*O QUE SE PEDE:*
(a) Transcreva fielmente as linhas dos registros a partir daquela que contém "path shown in this photo.", incluindo-a, até a última linha dos registros.
(b) Dê continuidade ao texto sobre as línguas e o contato com o Novo Mundo a partir do ponto em que ele termina.

Estas novas reflexões acerca das línguas adentravam o espectro da cognição, no sentido da relação entre as línguas faladas e a suposta incapacidade racional de determinados povos; pela ciência, seria possível tentar resolver o problema da diversidade das línguas europeias, mas a complexidade trazida pela descoberta do Novo Mundo, suas novas línguas e seus novos povos alterava dramaticamente as experiências de alteridade com as quais o velho mundo precisava lidar. Ainda segundo Trabant (2008[10]), as grandes navegações trouxeram para o conhecimento dos europeus uma variedade nunca vista de povos e línguas, e radicalizou o problema cognitivo que predominava nas reflexões linguísticas de então. Essa radicalização se deu em dois modos: em primeiro lugar, pelas práticas colonialistas de imposição da língua do conquistador aos povos conquistados; em segundo lugar, pela noção de que, de fato, as línguas organizavam-se semanticamente de formas distintas: se esses povos selvagens pensavam diferentemente dos povos europeus, alguma coisa teria a ver com as línguas que falavam. Um ponto incontornável de diferença de pensamento entre os povos era a fé cristã, e o imperativo de levar a esses “selvagens” as palavras de Cristo. Conceitos como “Espírito Santo” ou “Trindade” não eram tão facilmente ensinados como foram antes entre os apóstolos indo-europeus, e as estruturas linguísticas eram entraves à pregação. Foi necessário recorrer à gramatização e dicionarização destas novas línguas, de modo a facilitar a assimilação dos conceitos cristãos europeus. Primeiramente pensada e “resolvida” pelos jesuítas e missionários, essa alteridade torna-se objeto dos chamados filósofos viajantes, o que proporcionou, mais uma vez, o deslocamento de um problema de ordem prática da comunicação para a cognição, para a ciência.

*REGISTROS DO EXERCÍCIO:*
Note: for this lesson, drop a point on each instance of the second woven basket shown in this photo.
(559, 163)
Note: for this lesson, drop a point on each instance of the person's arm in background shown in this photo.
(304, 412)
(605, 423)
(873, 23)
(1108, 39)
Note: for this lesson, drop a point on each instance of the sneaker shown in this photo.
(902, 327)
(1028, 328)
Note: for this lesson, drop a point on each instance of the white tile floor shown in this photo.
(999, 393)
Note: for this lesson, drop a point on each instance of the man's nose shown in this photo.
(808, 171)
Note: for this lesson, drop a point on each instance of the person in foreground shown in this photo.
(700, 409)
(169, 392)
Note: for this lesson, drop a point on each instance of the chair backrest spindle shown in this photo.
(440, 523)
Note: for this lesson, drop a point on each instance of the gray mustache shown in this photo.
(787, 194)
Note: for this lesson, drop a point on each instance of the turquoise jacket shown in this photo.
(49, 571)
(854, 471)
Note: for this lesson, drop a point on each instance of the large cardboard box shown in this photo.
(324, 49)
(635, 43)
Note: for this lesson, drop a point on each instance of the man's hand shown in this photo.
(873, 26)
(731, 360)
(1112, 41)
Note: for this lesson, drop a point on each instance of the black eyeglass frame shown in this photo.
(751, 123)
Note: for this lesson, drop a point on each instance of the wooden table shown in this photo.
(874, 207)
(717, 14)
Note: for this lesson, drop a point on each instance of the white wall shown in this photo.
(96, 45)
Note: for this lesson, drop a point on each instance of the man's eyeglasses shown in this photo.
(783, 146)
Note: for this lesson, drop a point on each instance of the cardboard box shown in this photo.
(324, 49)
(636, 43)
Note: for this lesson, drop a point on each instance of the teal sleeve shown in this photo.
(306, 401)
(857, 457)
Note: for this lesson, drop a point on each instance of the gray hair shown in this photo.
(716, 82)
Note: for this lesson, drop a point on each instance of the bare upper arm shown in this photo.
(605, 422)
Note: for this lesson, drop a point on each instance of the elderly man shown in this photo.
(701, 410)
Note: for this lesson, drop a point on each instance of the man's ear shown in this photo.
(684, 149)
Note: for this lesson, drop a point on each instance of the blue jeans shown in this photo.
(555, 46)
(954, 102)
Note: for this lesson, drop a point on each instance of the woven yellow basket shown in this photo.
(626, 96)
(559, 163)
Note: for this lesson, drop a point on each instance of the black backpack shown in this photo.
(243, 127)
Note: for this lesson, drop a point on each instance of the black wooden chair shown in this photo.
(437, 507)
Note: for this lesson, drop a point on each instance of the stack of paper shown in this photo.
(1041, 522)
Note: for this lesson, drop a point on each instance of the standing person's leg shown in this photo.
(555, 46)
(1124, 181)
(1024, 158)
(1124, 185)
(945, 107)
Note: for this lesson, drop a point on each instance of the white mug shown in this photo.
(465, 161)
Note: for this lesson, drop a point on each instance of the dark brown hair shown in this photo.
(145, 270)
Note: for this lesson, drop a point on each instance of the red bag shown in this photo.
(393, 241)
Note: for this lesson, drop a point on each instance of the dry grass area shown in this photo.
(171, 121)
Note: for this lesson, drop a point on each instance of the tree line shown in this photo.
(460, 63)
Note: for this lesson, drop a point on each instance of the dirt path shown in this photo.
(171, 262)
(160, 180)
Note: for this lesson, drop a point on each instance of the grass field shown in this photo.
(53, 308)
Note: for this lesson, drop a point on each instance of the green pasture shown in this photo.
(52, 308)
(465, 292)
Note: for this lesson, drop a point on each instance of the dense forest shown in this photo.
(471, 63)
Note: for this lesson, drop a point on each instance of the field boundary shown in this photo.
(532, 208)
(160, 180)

*RESPOSTAS EM ORDEM:*
(a)
Note: for this lesson, drop a point on each instance of the dirt path shown in this photo.
(171, 262)
(160, 180)
Note: for this lesson, drop a point on each instance of the grass field shown in this photo.
(53, 308)
Note: for this lesson, drop a point on each instance of the green pasture shown in this photo.
(52, 308)
(465, 292)
Note: for this lesson, drop a point on each instance of the dense forest shown in this photo.
(471, 63)
Note: for this lesson, drop a point on each instance of the field boundary shown in this photo.
(532, 208)
(160, 180)

(b)
De todo modo, ambos os eventos que Trabant (2008[10]) aponta como fundamentais para a criação de uma ciência linguística alteraram profundamente a forma de teorização em torno da linguagem, e é justamente a diversidade linguística a produtora destes novos saberes linguísticos. Nesta perspectiva, era necessário estudar essa diversidade não mais para retornar à unidade, mas para conhecê-la em toda sua extensão e profundidade (TRABANT, 2008[10]). Embora a diversidade tenha ocupado um lugar importante nas reflexões linguísticas, a unidade jamais deixou de ser uma busca por parte da maioria dos estudiosos da linguagem. O projeto da gramática histórica, por exemplo, “é a realização triunfal de uma busca pela unidade no passado, uma busca da identidade no tempo que já tinha três séculos de tradição quando - com Bopp, Grimm e Schlegel – ela encontrou seu método científico”, e tornou-se o grande projeto de linguagem do século XIX (TRABANT, 2008, p.123, tradução nossa[10]).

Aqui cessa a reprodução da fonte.